» **Selected extract**:
That “emblem of Canadian identity,” as the Trudeau government says in a white paper on the modernization of the Official Languages Act released earlier this year, has been emblazoned on the country since 1969, when the act was first passed by an earlier Trudeau government.

On Tuesday, when the government tabled Bill C-32, its long-promised update to the Official Languages Act, that era appeared to be history.

Where the act was originally about ensuring that Parliament and the federal civil service operated in both official languages, and about protecting linguistic minorities – English in Quebec, French outside Quebec – the new Trudeau government is transforming it into its own version of Quebec’s Charter of the French Language, a.k.a. Bill 101.

Under Bill 32, the Official Languages Act would recognize that Bill 101 “provides that French is the official language of Quebec.”

The amended law would require federally chartered businesses in Quebec to either submit to Bill 101 rules on the use of French in workplaces, or to equivalent rules added to the Official Languages Act.

It would require that all Supreme Court nominees be bilingual – a move being done at the same time that the Quebec government, under its proposed language law update, Bill 96, is doing away with the requirement that, for the sake of the constitutional right to have cases heard in either official language, some provincially appointed judges be bilingual.

It would oblige the immigration department to recruit more French-language teachers to meet the demand for French immersion courses across Canada, and for Ottawa to work with provinces to increase the availability of those courses. And it would increase immigration from French-speaking countries into the rest of Canada.

Bill 32 makes reference to supporting Indigenous languages and Quebec’s anglophone minority. But those are not the government’s priorities. Not at all.

“The existence of a francophone majority in Quebec, with a future in which French is assured, is not only a legitimate objective, but also a fundamental premise of the federal official languages regime,” the government says.

This is a drastic shift for a law that was meant to support French and English linguistic minorities, not to support the French language outside Quebec, while protecting Quebec from the province’s anglophones.

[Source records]
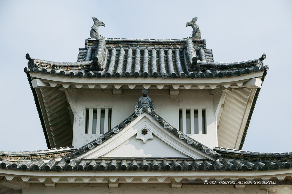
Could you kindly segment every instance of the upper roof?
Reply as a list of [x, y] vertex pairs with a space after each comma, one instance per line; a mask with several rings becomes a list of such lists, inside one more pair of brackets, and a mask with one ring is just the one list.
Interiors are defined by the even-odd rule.
[[85, 48], [79, 49], [77, 62], [36, 59], [28, 54], [26, 57], [29, 61], [25, 71], [88, 78], [183, 78], [239, 76], [268, 69], [263, 62], [264, 54], [259, 59], [214, 62], [212, 49], [206, 49], [206, 40], [201, 39], [197, 18], [186, 25], [193, 28], [190, 38], [175, 39], [105, 38], [98, 32], [98, 27], [104, 24], [93, 19], [91, 38], [86, 39]]
[[[206, 49], [206, 40], [201, 39], [196, 18], [186, 25], [193, 28], [191, 37], [175, 39], [105, 38], [98, 32], [98, 27], [104, 24], [96, 18], [93, 21], [96, 25], [92, 28], [91, 38], [86, 39], [85, 48], [79, 49], [77, 62], [36, 59], [28, 54], [26, 56], [29, 61], [25, 71], [48, 147], [72, 144], [72, 124], [68, 119], [70, 112], [65, 95], [54, 87], [118, 89], [124, 86], [132, 89], [142, 85], [146, 89], [154, 85], [159, 89], [214, 89], [211, 91], [212, 94], [224, 88], [232, 88], [234, 92], [227, 94], [223, 102], [227, 106], [235, 103], [239, 107], [235, 110], [232, 107], [220, 109], [217, 117], [218, 145], [242, 148], [262, 81], [268, 69], [263, 62], [265, 54], [258, 59], [237, 62], [214, 62], [212, 50]], [[60, 97], [56, 102], [54, 98], [57, 96]], [[248, 103], [250, 101], [252, 103]], [[58, 111], [51, 111], [57, 106]], [[250, 110], [248, 115], [244, 113], [246, 110]], [[234, 111], [236, 113], [230, 113]], [[241, 115], [242, 118], [236, 116]], [[58, 119], [61, 116], [66, 119]], [[225, 118], [224, 122], [220, 121], [221, 117]], [[63, 122], [65, 120], [66, 123]], [[225, 140], [226, 134], [232, 140], [228, 144]]]

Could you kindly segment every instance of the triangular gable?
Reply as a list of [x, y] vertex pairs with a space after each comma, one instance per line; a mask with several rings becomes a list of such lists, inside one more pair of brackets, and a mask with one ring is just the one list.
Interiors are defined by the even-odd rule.
[[[142, 130], [143, 125], [152, 128], [150, 130], [155, 135], [187, 156], [213, 160], [220, 158], [220, 155], [216, 152], [178, 131], [156, 114], [153, 102], [147, 96], [147, 90], [143, 90], [143, 96], [137, 101], [134, 113], [97, 139], [71, 153], [70, 158], [89, 159], [104, 155]], [[143, 100], [146, 98], [147, 100]], [[148, 124], [142, 123], [145, 122]]]
[[[148, 133], [150, 132], [149, 131]], [[144, 144], [134, 135], [119, 146], [102, 156], [103, 158], [189, 158], [153, 135]]]
[[[103, 142], [102, 144], [79, 158], [83, 159], [92, 159], [98, 158], [103, 156], [105, 156], [107, 153], [124, 144], [132, 137], [136, 138], [137, 133], [144, 129], [147, 129], [150, 131], [150, 132], [152, 133], [163, 143], [171, 148], [172, 150], [175, 150], [177, 152], [187, 156], [187, 157], [195, 159], [207, 159], [210, 158], [208, 157], [208, 155], [205, 153], [205, 155], [204, 155], [204, 153], [198, 150], [193, 148], [190, 149], [189, 146], [187, 146], [187, 144], [183, 141], [178, 141], [177, 137], [166, 130], [152, 116], [144, 112], [110, 139]], [[142, 142], [141, 140], [138, 140]], [[146, 142], [145, 145], [147, 146], [147, 144], [151, 143]], [[160, 148], [157, 148], [156, 149], [159, 149]], [[124, 157], [127, 157], [128, 151], [124, 151]], [[179, 156], [176, 157], [180, 157], [181, 155], [181, 154]], [[159, 157], [162, 157], [162, 155], [161, 155]], [[166, 157], [170, 157], [170, 156], [167, 156]]]

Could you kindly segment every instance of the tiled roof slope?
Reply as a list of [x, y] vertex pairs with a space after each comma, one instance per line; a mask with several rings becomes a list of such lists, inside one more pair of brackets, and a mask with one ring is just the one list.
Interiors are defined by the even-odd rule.
[[[81, 148], [72, 152], [70, 153], [69, 157], [73, 159], [89, 151], [91, 149], [98, 146], [109, 139], [112, 137], [123, 130], [124, 128], [128, 125], [130, 123], [138, 116], [142, 115], [144, 112], [150, 115], [160, 125], [163, 126], [164, 128], [169, 132], [173, 134], [177, 138], [178, 141], [183, 141], [186, 143], [187, 146], [192, 146], [201, 151], [202, 153], [209, 154], [215, 160], [220, 158], [220, 155], [213, 150], [208, 148], [195, 140], [183, 134], [182, 132], [178, 130], [176, 128], [167, 122], [162, 117], [160, 117], [155, 112], [154, 102], [151, 101], [150, 97], [147, 96], [148, 91], [144, 89], [142, 92], [143, 96], [140, 98], [139, 101], [137, 102], [135, 108], [135, 112], [129, 116], [120, 124], [112, 129], [110, 130], [105, 133], [97, 139], [88, 143]], [[142, 98], [147, 98], [148, 99], [148, 104], [143, 104], [141, 99]]]
[[77, 62], [38, 60], [27, 54], [25, 72], [91, 78], [222, 78], [267, 70], [260, 59], [214, 62], [205, 40], [88, 39]]
[[[0, 160], [2, 169], [41, 171], [267, 171], [289, 169], [292, 162], [284, 160], [265, 161], [221, 157], [219, 161], [186, 158], [101, 158], [98, 159], [70, 160], [62, 158], [48, 160], [39, 159], [19, 162]], [[56, 157], [57, 158], [57, 157]], [[1, 161], [2, 160], [2, 161]]]

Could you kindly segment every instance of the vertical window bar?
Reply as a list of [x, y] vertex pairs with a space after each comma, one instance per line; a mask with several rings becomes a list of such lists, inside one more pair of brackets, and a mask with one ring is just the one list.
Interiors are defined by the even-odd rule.
[[105, 109], [105, 125], [104, 132], [106, 133], [108, 131], [109, 109]]
[[93, 124], [93, 109], [89, 109], [89, 121], [88, 123], [88, 134], [92, 134]]
[[85, 112], [86, 113], [86, 123], [85, 126], [85, 133], [88, 133], [88, 124], [89, 124], [89, 110], [85, 110]]
[[182, 111], [180, 111], [180, 131], [182, 131]]
[[93, 111], [93, 124], [92, 126], [92, 133], [96, 133], [96, 123], [97, 123], [97, 117], [96, 116], [96, 111], [94, 110]]
[[199, 134], [203, 134], [203, 128], [202, 127], [203, 127], [203, 123], [202, 123], [202, 121], [203, 120], [203, 118], [202, 117], [202, 109], [199, 109], [198, 110], [198, 131], [199, 131]]
[[199, 124], [198, 123], [199, 118], [199, 116], [198, 114], [198, 111], [195, 111], [194, 116], [194, 123], [195, 131], [194, 134], [199, 134], [199, 129], [198, 126]]
[[105, 111], [100, 111], [100, 134], [103, 134], [105, 131]]
[[182, 109], [182, 132], [187, 133], [187, 110]]
[[202, 134], [206, 134], [206, 120], [205, 119], [206, 111], [202, 111]]
[[96, 110], [96, 133], [101, 133], [100, 131], [100, 109]]
[[112, 120], [111, 118], [112, 118], [112, 111], [110, 110], [109, 110], [109, 119], [108, 119], [108, 125], [109, 127], [108, 128], [108, 129], [107, 131], [108, 131], [110, 130], [111, 129], [112, 129]]
[[187, 130], [186, 134], [191, 134], [191, 113], [190, 111], [187, 111]]
[[193, 118], [194, 117], [194, 110], [193, 109], [191, 109], [190, 110], [191, 113], [191, 131], [190, 134], [195, 134], [195, 124], [194, 120]]

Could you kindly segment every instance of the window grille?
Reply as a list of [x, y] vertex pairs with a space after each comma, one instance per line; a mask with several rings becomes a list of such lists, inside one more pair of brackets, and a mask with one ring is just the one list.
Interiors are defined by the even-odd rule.
[[180, 110], [180, 131], [186, 134], [205, 134], [206, 111], [202, 109]]

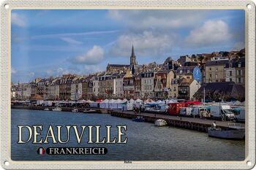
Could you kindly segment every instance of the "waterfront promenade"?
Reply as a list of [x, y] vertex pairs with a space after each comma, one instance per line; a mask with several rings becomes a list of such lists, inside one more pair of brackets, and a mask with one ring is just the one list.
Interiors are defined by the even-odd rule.
[[[141, 112], [135, 114], [134, 112], [121, 112], [119, 110], [109, 111], [112, 116], [117, 116], [126, 118], [133, 118], [137, 116], [143, 116], [146, 122], [154, 123], [157, 119], [164, 119], [166, 120], [167, 125], [178, 128], [195, 130], [198, 131], [207, 132], [208, 128], [215, 121], [217, 127], [227, 128], [230, 122], [223, 122], [214, 120], [200, 119], [199, 117], [179, 117], [167, 115], [160, 115], [154, 113]], [[244, 126], [244, 123], [241, 123], [241, 126]]]
[[[12, 109], [37, 109], [43, 110], [42, 107], [26, 107], [26, 106], [15, 106], [12, 107]], [[78, 108], [79, 112], [83, 112], [84, 109]], [[62, 111], [71, 112], [72, 108], [71, 107], [61, 107]], [[167, 125], [174, 126], [178, 128], [187, 128], [190, 130], [195, 130], [197, 131], [207, 132], [208, 127], [211, 127], [211, 124], [215, 121], [217, 127], [222, 128], [227, 128], [228, 123], [230, 122], [223, 122], [208, 119], [200, 119], [199, 117], [179, 117], [168, 115], [160, 115], [154, 113], [141, 112], [140, 114], [135, 114], [132, 111], [121, 111], [121, 110], [111, 110], [99, 108], [94, 108], [99, 113], [110, 114], [112, 116], [120, 117], [124, 118], [132, 119], [137, 116], [143, 116], [146, 122], [154, 123], [157, 119], [164, 119], [166, 120]], [[244, 126], [244, 123], [241, 123], [241, 126]]]

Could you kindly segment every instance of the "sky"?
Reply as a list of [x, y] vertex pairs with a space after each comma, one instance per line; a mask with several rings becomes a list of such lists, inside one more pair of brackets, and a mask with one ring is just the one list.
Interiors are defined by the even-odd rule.
[[240, 9], [14, 9], [12, 82], [244, 47]]

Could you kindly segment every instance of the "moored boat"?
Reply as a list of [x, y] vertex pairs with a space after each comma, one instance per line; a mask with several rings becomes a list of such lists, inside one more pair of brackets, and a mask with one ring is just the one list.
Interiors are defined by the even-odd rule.
[[145, 119], [142, 116], [137, 116], [136, 117], [132, 118], [132, 121], [135, 122], [144, 122]]
[[245, 137], [245, 128], [238, 123], [229, 123], [228, 128], [208, 128], [208, 135], [212, 137], [227, 139], [243, 139]]
[[73, 109], [71, 112], [78, 112], [78, 109]]
[[53, 109], [53, 111], [60, 112], [60, 111], [61, 111], [61, 108], [60, 108], [59, 107], [56, 107], [54, 109]]
[[158, 119], [154, 122], [156, 126], [165, 126], [167, 125], [167, 122], [163, 119]]
[[87, 110], [83, 110], [83, 112], [84, 112], [84, 113], [97, 113], [97, 111], [95, 109], [87, 109]]

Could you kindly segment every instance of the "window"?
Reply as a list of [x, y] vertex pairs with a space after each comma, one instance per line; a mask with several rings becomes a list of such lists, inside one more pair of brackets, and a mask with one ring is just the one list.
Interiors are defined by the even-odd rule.
[[238, 78], [238, 83], [241, 83], [241, 78]]
[[238, 76], [241, 75], [241, 70], [238, 70], [237, 74], [238, 74]]

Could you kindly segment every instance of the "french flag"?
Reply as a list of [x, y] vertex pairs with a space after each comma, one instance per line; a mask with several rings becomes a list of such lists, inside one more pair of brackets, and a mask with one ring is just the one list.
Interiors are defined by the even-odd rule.
[[42, 147], [40, 147], [39, 148], [38, 148], [37, 153], [40, 155], [45, 155], [45, 148], [43, 148]]

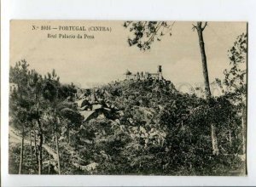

» **What you need to do**:
A) Reproduce the passage on the Official Languages Act word for word.
B) Quote the rows starting at the first row and ending at the line that contains "38], [86, 39]]", with the pictures left out.
The passage and the rows are separate pieces of material.

» **Answers below**:
A)
That “emblem of Canadian identity,” as the Trudeau government says in a white paper on the modernization of the Official Languages Act released earlier this year, has been emblazoned on the country since 1969, when the act was first passed by an earlier Trudeau government.

On Tuesday, when the government tabled Bill C-32, its long-promised update to the Official Languages Act, that era appeared to be history.

Where the act was originally about ensuring that Parliament and the federal civil service operated in both official languages, and about protecting linguistic minorities – English in Quebec, French outside Quebec – the new Trudeau government is transforming it into its own version of Quebec’s Charter of the French Language, a.k.a. Bill 101.

Under Bill 32, the Official Languages Act would recognize that Bill 101 “provides that French is the official language of Quebec.”

The amended law would require federally chartered businesses in Quebec to either submit to Bill 101 rules on the use of French in workplaces, or to equivalent rules added to the Official Languages Act.

It would require that all Supreme Court nominees be bilingual – a move being done at the same time that the Quebec government, under its proposed language law update, Bill 96, is doing away with the requirement that, for the sake of the constitutional right to have cases heard in either official language, some provincially appointed judges be bilingual.

It would oblige the immigration department to recruit more French-language teachers to meet the demand for French immersion courses across Canada, and for Ottawa to work with provinces to increase the availability of those courses. And it would increase immigration from French-speaking countries into the rest of Canada.

Bill 32 makes reference to supporting Indigenous languages and Quebec’s anglophone minority. But those are not the government’s priorities. Not at all.

“The existence of a francophone majority in Quebec, with a future in which French is assured, is not only a legitimate objective, but also a fundamental premise of the federal official languages regime,” the government says.

This is a drastic shift for a law that was meant to support French and English linguistic minorities, not to support the French language outside Quebec, while protecting Quebec from the province’s anglophones.

B)
Could you kindly segment every instance of the upper roof?
Reply as a list of [x, y] vertex pairs with a space after each comma, one instance per line; a mask with several rings becomes a list of such lists, inside one more pair of brackets, and a mask with one ring is just the one list.
Interiors are defined by the even-odd rule.
[[85, 48], [79, 49], [77, 62], [36, 59], [28, 54], [26, 57], [29, 61], [25, 71], [88, 78], [183, 78], [239, 76], [268, 69], [263, 62], [264, 54], [259, 59], [214, 62], [212, 49], [206, 49], [206, 40], [201, 39], [197, 18], [186, 25], [193, 28], [190, 38], [175, 39], [105, 38], [98, 32], [98, 27], [104, 24], [93, 19], [91, 38], [86, 39]]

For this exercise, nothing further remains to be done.